■ TEXT FOR ANALYSIS ■
How did your research change your outlook on the American Indian Movement?

The research enriched my outlook more than changing it.

How have people reacted to your book and/or the ideas you set forth? Is it what you hoped for, or is there more work to be done?

Just about everyone I have told about this book wants to read it cover-to-cover, which is very unusual for an encyclopedia.

What's next for you?

I am writing and editing the Encyclopedia of American Indian Culture: From Canoes to Pow-wows with Kim. Also, I am writing two books in the Puget Sound area, one on the revival of the Muckleshoot Indian Tribe, another on an amazing multi-ethnic organization, El Centro de la Raza that people re-built with their own hands in an abandoned school in Seattle. Both of these books are specific applications of the kind of self-determination that developed during the time that AIM was active.  El Centro and the Muckleshoots have been allied since the fishing “wars” of the 1960s and 1970s; the Seattle area is very multi-ethnic, and many people have been given to developing Martin Luther King, Jr.’s ideas of a “beloved community” that crosses ethnic lines. Both books thus are relevant to the United States as a whole because  we are becoming more ethnically diverse every day. El Centro was founded mainly by Latinos led by people who want to appreciate their own culture as well as everyone else’s. I’m Norwegian-American, and their historian.



Bruce E. Johansen is Jacob J. Isaacson University Research Professor In Communication and Native American Studies University of Nebraska at Omaha, having worked there since 1982, meanwhile producing 37 books, mainly in Native American studies and on environmental subjects. These include The Encyclopedia of Global Warming Science and Technology (2 vols., 2009), Global Warming in the 21st century (3 vols., 2006), and as co-editor (with Barry M. Pritzker) of the 4-volume Encyclopedia of Native American History.

■ YOUR TASKS ■
• 1. According to the interview, since what year has Bruce E. Johansen worked at the University of Nebraska at Omaha?
• 2. Rewrite the interview from "How did your" to "next for you?", changing "outlook" to "perspective".

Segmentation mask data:
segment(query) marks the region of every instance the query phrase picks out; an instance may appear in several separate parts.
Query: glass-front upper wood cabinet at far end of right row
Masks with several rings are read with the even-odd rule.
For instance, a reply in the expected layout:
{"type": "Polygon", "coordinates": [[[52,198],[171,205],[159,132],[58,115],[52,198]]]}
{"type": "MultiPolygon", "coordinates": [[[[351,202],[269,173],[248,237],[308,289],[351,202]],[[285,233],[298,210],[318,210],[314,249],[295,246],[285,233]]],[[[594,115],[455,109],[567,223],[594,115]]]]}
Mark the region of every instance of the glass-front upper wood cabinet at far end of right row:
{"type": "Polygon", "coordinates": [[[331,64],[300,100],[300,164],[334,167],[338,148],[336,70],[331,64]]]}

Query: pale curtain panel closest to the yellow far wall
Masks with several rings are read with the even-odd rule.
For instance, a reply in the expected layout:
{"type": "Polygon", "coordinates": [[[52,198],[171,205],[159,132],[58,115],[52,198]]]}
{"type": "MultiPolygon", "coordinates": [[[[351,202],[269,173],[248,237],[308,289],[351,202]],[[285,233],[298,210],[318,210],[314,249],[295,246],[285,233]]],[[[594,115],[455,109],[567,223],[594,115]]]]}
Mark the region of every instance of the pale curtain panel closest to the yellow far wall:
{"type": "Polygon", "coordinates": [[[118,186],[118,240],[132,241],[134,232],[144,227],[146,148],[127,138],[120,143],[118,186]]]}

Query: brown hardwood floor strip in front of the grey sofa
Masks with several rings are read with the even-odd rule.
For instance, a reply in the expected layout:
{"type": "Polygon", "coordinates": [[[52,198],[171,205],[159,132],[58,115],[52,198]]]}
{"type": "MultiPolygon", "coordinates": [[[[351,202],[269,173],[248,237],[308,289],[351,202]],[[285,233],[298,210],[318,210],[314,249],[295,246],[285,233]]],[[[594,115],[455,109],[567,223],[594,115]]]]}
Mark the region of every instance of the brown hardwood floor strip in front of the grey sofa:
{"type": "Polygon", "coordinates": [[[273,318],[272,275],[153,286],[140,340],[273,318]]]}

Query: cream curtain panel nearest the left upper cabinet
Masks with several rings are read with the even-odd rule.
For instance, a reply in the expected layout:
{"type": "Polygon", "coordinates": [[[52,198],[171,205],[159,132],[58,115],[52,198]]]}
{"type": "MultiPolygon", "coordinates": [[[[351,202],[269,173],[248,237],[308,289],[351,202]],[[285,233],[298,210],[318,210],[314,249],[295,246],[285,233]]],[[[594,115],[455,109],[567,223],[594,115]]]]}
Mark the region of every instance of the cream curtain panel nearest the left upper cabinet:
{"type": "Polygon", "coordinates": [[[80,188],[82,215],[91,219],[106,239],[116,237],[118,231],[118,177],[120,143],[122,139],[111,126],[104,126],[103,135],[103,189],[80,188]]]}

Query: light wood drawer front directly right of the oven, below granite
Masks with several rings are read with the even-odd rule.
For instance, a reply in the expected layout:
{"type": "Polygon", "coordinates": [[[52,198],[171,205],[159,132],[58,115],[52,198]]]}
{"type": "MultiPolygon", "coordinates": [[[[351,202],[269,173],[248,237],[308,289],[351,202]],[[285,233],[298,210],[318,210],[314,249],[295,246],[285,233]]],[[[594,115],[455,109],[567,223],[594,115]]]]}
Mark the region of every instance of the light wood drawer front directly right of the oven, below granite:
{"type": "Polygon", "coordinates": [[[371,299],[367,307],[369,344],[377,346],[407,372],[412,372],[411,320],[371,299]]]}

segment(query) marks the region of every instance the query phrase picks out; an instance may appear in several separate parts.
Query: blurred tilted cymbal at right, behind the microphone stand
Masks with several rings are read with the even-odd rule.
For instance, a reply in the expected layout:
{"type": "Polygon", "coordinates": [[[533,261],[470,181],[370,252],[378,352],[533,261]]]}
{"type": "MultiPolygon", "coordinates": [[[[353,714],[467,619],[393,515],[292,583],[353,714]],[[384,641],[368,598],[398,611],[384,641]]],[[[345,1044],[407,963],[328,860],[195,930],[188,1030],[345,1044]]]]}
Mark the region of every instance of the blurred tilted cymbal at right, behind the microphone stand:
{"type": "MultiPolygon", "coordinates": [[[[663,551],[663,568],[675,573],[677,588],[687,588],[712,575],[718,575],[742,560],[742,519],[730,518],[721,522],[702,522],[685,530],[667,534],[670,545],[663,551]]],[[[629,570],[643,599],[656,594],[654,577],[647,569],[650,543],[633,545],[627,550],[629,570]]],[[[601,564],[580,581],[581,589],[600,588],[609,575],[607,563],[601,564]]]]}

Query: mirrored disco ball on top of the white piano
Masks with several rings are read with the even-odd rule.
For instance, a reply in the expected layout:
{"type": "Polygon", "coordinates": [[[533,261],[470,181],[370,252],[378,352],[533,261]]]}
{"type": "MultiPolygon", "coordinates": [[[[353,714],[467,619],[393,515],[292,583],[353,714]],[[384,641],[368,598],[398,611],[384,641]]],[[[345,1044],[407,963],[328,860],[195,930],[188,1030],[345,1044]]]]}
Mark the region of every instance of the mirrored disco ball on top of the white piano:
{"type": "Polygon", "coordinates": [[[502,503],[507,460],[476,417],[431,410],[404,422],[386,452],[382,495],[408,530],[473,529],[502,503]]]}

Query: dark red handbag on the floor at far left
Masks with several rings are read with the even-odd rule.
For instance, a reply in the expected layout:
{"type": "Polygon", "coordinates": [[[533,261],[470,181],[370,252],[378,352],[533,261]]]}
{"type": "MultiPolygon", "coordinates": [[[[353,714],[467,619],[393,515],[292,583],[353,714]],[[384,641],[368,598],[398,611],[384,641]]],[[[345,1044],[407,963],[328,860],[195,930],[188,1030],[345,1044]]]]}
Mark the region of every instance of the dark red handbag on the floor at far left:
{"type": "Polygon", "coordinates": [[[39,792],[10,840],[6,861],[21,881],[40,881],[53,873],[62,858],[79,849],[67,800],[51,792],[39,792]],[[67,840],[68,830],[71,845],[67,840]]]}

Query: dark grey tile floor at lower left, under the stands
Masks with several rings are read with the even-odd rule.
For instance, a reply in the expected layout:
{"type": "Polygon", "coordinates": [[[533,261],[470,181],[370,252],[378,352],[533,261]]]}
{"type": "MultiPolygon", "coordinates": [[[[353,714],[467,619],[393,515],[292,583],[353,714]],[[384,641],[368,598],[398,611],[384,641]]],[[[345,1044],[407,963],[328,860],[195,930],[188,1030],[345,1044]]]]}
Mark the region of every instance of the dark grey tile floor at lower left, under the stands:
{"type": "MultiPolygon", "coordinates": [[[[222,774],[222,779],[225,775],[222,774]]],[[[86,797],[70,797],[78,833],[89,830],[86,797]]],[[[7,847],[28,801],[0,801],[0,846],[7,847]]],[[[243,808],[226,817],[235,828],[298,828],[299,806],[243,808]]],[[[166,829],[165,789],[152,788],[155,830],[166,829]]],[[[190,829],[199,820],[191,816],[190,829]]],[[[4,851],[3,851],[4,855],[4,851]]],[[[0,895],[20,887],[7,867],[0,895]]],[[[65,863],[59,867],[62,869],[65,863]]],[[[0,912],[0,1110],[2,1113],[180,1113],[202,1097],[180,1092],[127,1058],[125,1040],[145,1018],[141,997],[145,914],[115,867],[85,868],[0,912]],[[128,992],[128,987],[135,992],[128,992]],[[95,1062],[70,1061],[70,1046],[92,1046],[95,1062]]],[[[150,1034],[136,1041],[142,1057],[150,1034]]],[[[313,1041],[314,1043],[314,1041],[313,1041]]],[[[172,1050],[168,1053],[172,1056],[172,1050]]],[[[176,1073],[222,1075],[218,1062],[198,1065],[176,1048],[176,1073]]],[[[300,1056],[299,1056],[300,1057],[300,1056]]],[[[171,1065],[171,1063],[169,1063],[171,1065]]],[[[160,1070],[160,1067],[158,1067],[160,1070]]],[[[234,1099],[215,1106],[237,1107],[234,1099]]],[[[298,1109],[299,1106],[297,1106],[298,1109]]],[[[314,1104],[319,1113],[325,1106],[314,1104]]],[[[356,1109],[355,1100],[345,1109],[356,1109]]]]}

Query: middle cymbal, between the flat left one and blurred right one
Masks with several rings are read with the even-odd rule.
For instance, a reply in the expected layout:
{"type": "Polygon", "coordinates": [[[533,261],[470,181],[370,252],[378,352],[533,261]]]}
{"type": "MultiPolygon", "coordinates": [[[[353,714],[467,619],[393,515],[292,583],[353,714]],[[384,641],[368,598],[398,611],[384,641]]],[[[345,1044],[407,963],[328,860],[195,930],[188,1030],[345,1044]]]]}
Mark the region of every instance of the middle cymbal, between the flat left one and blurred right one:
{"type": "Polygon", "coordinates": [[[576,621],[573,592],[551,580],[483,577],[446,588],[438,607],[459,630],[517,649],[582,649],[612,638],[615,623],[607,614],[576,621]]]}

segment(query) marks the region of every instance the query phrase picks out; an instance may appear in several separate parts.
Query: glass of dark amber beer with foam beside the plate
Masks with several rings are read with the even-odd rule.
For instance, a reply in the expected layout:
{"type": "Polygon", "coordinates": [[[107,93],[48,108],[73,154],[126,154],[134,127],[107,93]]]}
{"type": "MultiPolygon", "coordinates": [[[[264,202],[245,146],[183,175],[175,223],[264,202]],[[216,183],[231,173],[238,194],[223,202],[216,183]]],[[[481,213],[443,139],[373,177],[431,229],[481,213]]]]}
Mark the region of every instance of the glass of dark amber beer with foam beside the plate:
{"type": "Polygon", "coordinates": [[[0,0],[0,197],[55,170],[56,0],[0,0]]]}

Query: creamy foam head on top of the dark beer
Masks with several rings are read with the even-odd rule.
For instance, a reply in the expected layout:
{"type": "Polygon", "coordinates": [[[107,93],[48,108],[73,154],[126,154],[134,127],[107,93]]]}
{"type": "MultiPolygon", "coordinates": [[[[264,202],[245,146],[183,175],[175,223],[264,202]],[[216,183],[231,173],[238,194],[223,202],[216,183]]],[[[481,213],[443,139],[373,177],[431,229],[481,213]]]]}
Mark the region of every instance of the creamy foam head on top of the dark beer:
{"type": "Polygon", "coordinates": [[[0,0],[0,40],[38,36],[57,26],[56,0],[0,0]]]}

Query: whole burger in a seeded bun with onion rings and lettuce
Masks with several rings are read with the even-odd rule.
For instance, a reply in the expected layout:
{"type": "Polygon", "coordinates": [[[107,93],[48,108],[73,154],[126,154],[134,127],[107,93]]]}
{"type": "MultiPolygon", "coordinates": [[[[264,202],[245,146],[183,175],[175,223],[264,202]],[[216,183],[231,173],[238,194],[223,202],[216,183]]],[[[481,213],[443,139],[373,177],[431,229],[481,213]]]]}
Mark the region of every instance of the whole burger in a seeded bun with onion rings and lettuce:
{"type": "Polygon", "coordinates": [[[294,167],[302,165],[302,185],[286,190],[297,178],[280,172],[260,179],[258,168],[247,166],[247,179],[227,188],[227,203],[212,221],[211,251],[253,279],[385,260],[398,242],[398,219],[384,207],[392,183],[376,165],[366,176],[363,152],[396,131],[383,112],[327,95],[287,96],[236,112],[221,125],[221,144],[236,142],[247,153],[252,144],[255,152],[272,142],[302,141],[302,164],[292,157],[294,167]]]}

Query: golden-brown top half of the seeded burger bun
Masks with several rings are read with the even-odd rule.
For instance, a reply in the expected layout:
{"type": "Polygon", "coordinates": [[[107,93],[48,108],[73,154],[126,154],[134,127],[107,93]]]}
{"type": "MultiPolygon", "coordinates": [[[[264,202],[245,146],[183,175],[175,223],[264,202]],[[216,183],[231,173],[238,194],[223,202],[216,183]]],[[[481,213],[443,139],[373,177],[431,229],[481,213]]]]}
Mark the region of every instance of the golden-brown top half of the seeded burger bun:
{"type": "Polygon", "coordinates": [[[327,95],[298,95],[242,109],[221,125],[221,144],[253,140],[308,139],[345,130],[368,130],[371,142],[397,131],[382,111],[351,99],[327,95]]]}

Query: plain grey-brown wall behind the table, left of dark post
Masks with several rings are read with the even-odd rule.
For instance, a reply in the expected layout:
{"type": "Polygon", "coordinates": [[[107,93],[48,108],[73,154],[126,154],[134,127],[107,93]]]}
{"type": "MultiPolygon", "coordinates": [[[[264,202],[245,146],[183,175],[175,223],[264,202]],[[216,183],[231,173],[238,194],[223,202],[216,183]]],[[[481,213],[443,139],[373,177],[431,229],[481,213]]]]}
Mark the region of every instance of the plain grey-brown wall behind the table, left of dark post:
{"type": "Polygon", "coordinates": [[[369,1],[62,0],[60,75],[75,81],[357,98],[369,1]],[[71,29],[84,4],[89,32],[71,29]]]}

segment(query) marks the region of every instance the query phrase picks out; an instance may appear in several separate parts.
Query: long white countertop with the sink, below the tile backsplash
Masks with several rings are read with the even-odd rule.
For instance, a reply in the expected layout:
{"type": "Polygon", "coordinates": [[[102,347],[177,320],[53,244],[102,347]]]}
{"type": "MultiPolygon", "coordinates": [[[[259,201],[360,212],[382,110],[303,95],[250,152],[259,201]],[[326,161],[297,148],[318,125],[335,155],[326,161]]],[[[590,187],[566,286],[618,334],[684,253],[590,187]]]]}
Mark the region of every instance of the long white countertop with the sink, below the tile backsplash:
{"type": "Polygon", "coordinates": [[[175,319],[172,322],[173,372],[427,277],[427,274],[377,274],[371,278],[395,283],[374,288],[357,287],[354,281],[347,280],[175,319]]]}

■ RESPONSES BY ITEM NUMBER ■
• 1. Since 1982.

• 2.
How did your research change your perspective on the American Indian Movement?

The research enriched my perspective more than changing it.

How have people reacted to your book and/or the ideas you set forth? Is it what you hoped for, or is there more work to be done?

Just about everyone I have told about this book wants to read it cover-to-cover, which is very unusual for an encyclopedia.

What's next for you?